* _Cosa fare_
Puoi riprodurre alla lettera la parte del brano sui Lipizzani che comincia con "E’ passato più" e prosegue fino a "per diciassette madri."?

* _Brano fornito_
....

Terminata l’esibizione il raffinatissimo colonnello, chapeau bas e testa alta, chiede al generale americano impalato sull’attenti di proteggere quegli splendidi animali.
Patton non delude le aspettative e di concerto con i servizi segreti che si informarono anche sulla posizione degli altri gruppi di fattrici, stalloni e puledri custoditi ad Hostau dai tedeschi organizza un’azione lampo per trasferire i Lipizzani nella zona controllata dagli Alleati.
Il tutto complicato dall’esercito russo cui non si potevano pestare i piedi e che aveva di fatto la competenza delle zone interessate dall’operazione, ma facilitato dalla cura con cui i tedeschi avevano trattato i cavalli sequestrati: accolsero gli americani con una guardia d’onore e consegnarono i cavalli senza colpo ferire, felici del fatto che venissero a salvarli dai russi.
Epilogo secondario dell’avventura: 80 di questi Lipizzani salvati da Patton vennero trattenuti in Italia durante il loro trasferimento per via ferrata verso Lipizza, diventata Jugoslava, mentre transitavano per il Brennero.
E’ passato più di mezzo secolo da allora: a Lipica ci sono 300 cavalli allevati in purezza e una scuola di dressage di livello mondiale, Piber conta 250 Lipizzani e Vienna, tempio della razza, 72 stalloni (e 23 cavalieri in grado di volare con loro sulle arie dell’Alta Scuola); in Italia abbiamo circa 200 soggetti nel Centro Sperimentale di Tor Mancina, a Roma, di cui alcuni addestrati per il dressage e gli attacchi e in forza ai reparti montati dei nostri Carabinieri.
La favola continua: lunga vita a Sua Altezza Imperiale, il Lipizzano.
La Walt Disney su questa ultima parte della storia nel 1963 ha anche fatto un film, L’ultimo treno da Vienna (Miracle of the White Stallions)
Sei padri per diciassette madri.
Le principali linee paterne del Lipizzano sono sei, ognuna delle quali fa capo ad uno stallone messo in razza nel XVIII secolo:
Pluto- grigio, proveniente dalla Danimarca, nato nel 1765
Conversano – morello, Napoletano, nato nel 1767
Maestoso – grigio, Kladruber, nato nel 1773
Favory – grigio, Kladruber, nato nel 1779
Neapolitano – baio, Napoletano dal Polesine, nato nel 1790
Siglavy – grigio, Arabo dalla Siria, nato nel 1810.

....

* _Materiale fornito_
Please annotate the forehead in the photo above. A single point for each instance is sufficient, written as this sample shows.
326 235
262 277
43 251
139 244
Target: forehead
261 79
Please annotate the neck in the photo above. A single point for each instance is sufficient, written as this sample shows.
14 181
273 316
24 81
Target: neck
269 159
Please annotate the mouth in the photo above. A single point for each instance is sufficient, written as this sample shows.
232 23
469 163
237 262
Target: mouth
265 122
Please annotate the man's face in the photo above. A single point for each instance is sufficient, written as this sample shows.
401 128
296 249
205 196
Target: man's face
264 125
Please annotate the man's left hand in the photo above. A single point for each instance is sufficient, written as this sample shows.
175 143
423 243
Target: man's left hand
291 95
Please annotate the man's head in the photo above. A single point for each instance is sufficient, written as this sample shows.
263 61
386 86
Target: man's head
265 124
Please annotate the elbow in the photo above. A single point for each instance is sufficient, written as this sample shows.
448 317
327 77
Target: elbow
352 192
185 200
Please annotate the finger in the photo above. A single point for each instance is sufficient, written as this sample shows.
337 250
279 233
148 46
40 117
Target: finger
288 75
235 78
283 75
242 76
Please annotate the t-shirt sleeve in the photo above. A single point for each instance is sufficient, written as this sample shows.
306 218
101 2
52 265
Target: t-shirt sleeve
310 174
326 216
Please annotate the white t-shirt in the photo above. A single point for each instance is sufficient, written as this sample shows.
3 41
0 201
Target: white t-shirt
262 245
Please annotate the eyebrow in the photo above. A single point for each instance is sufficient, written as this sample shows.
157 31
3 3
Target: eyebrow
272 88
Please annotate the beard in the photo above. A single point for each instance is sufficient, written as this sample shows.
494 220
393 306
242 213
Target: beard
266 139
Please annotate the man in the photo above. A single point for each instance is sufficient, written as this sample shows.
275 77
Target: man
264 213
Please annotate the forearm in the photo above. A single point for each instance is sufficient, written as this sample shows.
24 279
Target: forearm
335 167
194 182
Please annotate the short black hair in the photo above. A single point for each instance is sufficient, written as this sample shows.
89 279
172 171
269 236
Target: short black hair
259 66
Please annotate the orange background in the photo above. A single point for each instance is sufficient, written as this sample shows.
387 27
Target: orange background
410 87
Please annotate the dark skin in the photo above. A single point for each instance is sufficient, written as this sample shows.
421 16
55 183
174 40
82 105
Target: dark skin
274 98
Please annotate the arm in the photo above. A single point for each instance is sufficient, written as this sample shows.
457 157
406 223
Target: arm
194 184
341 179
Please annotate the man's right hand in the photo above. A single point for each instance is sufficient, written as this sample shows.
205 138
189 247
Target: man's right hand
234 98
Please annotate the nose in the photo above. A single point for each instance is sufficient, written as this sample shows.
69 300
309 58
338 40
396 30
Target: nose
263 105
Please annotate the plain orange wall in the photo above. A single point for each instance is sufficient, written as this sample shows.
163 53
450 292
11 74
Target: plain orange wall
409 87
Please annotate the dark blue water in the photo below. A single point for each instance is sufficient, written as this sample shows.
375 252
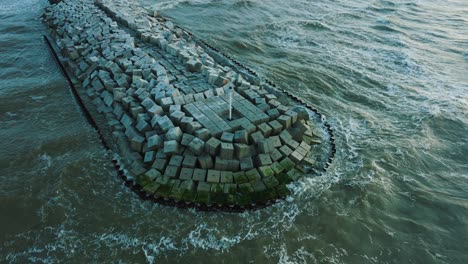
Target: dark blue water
391 76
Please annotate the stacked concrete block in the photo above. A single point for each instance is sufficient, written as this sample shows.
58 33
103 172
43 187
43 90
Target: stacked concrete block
172 100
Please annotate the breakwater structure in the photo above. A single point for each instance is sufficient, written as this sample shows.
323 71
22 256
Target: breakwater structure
188 125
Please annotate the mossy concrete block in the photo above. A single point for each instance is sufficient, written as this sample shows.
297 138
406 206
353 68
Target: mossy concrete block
174 133
186 139
226 177
263 160
277 168
171 147
296 157
186 174
151 188
203 134
227 137
239 177
256 137
190 161
230 188
253 175
246 164
293 144
266 171
163 179
212 146
265 129
159 164
206 162
294 174
270 182
285 150
172 171
199 175
241 136
259 186
176 160
287 163
187 185
265 146
136 143
149 157
197 146
276 127
154 142
276 155
243 199
242 150
227 150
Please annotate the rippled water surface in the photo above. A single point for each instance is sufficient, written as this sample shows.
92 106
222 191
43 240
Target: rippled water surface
391 76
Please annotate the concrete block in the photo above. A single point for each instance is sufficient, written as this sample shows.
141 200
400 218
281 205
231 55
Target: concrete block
199 175
266 171
270 181
159 164
171 147
212 146
256 137
263 160
205 161
203 134
156 110
276 127
276 155
253 175
185 121
166 102
265 146
176 117
293 114
136 143
276 141
193 126
227 137
174 133
172 172
149 157
197 146
164 123
296 157
186 174
226 177
265 129
287 163
241 136
242 150
239 177
154 142
190 161
143 126
246 164
176 160
226 150
285 121
221 164
293 144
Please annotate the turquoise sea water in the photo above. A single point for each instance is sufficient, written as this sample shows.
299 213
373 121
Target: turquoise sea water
391 77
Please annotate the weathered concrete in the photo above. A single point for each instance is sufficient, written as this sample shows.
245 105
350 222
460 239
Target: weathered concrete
170 95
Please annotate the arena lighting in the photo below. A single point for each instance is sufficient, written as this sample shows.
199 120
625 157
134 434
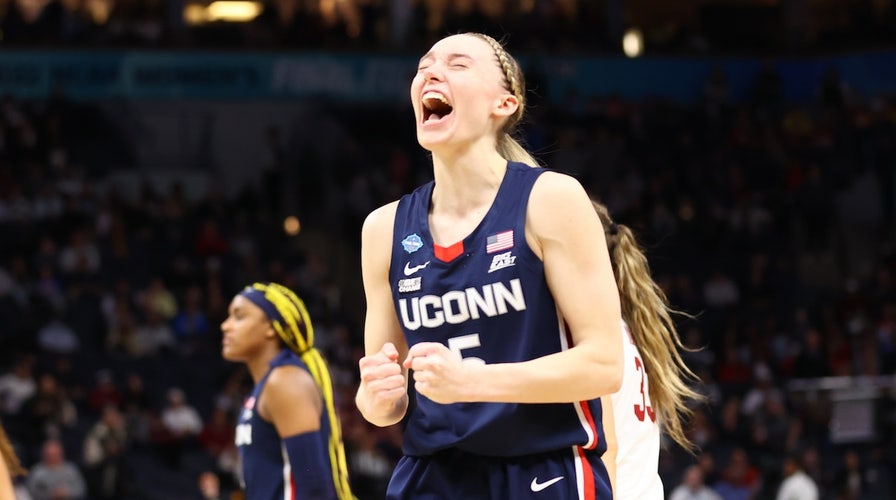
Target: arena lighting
633 43
291 225
231 11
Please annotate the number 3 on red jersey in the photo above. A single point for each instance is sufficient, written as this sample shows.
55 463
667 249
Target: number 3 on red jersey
644 407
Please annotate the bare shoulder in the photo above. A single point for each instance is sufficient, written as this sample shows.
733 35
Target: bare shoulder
552 184
289 384
555 197
380 221
291 401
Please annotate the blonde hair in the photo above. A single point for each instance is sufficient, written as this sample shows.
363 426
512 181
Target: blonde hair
646 310
9 456
514 82
291 321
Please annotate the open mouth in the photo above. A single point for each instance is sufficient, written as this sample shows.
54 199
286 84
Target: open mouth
435 107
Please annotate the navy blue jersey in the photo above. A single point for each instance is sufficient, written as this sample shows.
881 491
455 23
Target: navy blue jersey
485 297
267 473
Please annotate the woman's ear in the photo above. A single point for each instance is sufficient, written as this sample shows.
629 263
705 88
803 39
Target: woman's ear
506 105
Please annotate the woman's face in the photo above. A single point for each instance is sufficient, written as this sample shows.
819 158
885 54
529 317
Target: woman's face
245 331
458 93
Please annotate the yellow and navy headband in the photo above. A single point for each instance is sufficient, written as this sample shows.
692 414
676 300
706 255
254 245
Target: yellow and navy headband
286 311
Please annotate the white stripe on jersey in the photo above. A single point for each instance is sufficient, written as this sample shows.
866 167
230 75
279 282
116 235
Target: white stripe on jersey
580 473
586 426
288 494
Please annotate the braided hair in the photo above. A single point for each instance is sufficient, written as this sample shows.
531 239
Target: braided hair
515 83
290 319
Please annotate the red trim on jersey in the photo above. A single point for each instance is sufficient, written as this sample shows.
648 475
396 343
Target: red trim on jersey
587 475
589 417
292 486
583 405
447 254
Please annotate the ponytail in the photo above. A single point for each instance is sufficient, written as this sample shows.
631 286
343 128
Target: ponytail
646 310
291 321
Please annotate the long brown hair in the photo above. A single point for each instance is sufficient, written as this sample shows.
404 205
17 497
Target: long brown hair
9 456
515 83
646 310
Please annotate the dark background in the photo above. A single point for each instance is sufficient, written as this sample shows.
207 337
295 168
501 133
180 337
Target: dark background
762 193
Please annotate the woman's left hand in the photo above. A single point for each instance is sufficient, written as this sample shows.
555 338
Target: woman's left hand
440 374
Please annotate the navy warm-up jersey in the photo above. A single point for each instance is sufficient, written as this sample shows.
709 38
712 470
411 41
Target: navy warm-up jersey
486 298
267 473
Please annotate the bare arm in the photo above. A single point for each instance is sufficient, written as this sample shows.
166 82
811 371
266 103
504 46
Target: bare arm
382 395
563 228
291 401
609 423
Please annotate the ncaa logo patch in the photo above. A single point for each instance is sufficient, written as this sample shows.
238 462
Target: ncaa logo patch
412 243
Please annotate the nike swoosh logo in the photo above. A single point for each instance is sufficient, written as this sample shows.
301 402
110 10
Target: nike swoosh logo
408 270
536 486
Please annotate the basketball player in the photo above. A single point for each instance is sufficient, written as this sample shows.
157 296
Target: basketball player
493 284
9 467
654 388
288 435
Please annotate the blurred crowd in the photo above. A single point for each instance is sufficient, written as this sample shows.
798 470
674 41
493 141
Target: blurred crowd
771 224
552 25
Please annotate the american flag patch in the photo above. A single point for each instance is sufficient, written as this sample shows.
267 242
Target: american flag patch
500 241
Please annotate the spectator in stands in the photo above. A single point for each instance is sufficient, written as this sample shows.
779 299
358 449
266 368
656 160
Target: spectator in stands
19 385
104 393
47 413
740 479
209 486
182 424
105 447
55 478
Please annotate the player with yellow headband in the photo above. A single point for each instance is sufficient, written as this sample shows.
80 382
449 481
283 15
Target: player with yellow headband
288 434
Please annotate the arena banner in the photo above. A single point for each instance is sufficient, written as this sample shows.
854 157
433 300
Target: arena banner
353 78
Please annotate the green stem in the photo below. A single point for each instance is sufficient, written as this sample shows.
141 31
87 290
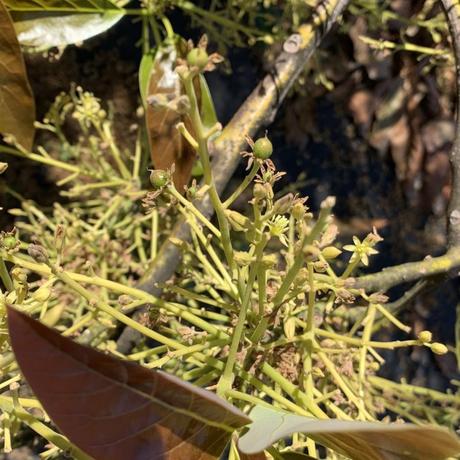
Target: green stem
207 173
243 185
5 276
225 382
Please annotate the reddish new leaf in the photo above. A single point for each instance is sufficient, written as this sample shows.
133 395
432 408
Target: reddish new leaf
17 106
167 145
118 410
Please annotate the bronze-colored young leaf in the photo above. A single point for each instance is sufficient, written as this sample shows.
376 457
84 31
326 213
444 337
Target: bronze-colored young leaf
167 145
17 106
354 439
118 410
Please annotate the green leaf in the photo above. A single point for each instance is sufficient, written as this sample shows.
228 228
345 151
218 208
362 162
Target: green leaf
17 106
354 439
62 6
145 69
208 112
56 29
59 22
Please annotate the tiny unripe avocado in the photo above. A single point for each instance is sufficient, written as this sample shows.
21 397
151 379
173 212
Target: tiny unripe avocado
158 178
197 169
263 148
197 57
9 242
425 336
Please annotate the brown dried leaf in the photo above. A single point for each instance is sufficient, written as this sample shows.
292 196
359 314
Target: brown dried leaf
167 145
17 106
118 410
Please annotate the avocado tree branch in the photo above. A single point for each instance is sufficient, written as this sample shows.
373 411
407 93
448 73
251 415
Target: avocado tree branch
257 111
393 276
412 271
452 10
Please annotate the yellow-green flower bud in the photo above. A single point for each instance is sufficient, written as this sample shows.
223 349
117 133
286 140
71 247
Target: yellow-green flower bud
42 294
263 148
242 258
331 252
439 348
197 57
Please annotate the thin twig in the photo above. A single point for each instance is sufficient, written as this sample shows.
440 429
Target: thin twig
257 111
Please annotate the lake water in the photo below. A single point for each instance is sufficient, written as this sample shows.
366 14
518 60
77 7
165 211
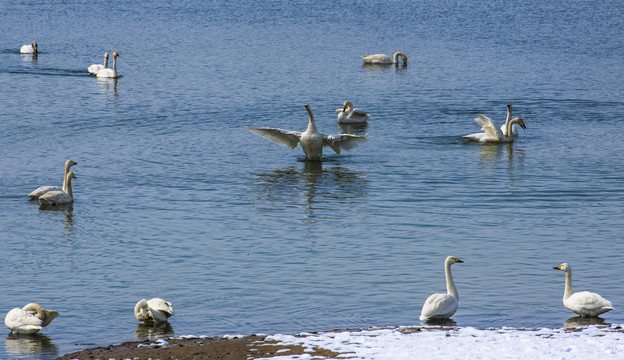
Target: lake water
174 198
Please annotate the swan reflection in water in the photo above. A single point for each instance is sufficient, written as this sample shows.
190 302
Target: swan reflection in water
31 344
315 186
578 322
153 331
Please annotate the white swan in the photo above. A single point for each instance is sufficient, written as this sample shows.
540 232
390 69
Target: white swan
94 68
44 189
507 120
349 115
584 303
60 197
491 132
154 310
311 141
384 59
29 49
29 319
443 306
109 73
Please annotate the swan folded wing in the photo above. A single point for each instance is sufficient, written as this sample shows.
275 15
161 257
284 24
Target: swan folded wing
438 305
343 141
488 126
279 136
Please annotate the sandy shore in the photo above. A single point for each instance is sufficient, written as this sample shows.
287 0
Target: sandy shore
194 348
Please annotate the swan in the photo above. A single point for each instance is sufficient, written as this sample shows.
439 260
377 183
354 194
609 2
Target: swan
107 73
384 59
491 132
154 310
311 141
94 68
583 303
44 189
60 196
29 49
443 306
29 319
507 120
349 115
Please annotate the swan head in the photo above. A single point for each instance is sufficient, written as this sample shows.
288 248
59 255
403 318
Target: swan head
518 121
452 260
563 267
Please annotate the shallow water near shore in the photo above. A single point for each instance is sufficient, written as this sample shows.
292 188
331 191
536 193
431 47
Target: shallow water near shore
175 199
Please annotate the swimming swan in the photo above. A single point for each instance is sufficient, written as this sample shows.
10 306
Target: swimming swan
44 189
29 319
311 141
491 132
507 120
384 59
29 49
60 197
94 68
443 306
349 115
584 303
109 73
154 310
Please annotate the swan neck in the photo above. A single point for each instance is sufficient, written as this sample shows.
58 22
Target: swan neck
450 284
568 288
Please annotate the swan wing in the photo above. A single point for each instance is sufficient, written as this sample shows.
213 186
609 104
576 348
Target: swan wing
279 136
42 190
343 141
438 305
488 126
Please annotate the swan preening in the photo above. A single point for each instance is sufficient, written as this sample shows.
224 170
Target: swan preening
311 140
443 306
384 59
583 303
349 115
29 49
44 189
154 310
29 319
108 73
94 68
60 196
491 132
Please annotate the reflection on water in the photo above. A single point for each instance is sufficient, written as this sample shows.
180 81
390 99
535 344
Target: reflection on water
153 331
33 344
316 186
577 322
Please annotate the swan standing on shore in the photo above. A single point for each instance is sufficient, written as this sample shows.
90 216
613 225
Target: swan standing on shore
154 310
584 303
109 73
443 306
44 189
29 49
60 197
29 319
491 132
385 59
311 141
94 68
349 115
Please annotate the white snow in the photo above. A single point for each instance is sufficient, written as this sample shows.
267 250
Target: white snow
462 343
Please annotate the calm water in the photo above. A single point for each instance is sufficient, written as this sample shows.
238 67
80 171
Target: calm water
175 199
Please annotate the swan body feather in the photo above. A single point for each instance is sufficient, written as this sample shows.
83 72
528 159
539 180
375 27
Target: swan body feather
311 140
442 305
584 303
35 194
154 310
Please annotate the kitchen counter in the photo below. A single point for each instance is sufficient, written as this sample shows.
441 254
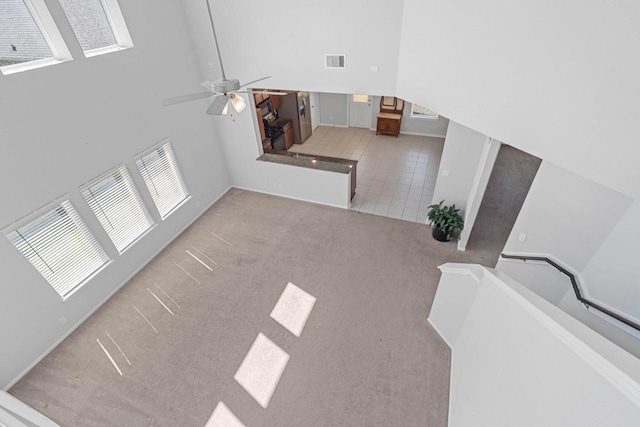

....

* _Risposta_
E’ passato più di mezzo secolo da allora: a Lipica ci sono 300 cavalli allevati in purezza e una scuola di dressage di livello mondiale, Piber conta 250 Lipizzani e Vienna, tempio della razza, 72 stalloni (e 23 cavalieri in grado di volare con loro sulle arie dell’Alta Scuola); in Italia abbiamo circa 200 soggetti nel Centro Sperimentale di Tor Mancina, a Roma, di cui alcuni addestrati per il dressage e gli attacchi e in forza ai reparti montati dei nostri Carabinieri.
La favola continua: lunga vita a Sua Altezza Imperiale, il Lipizzano.
La Walt Disney su questa ultima parte della storia nel 1963 ha anche fatto un film, L’ultimo treno da Vienna (Miracle of the White Stallions)
Sei padri per diciassette madri.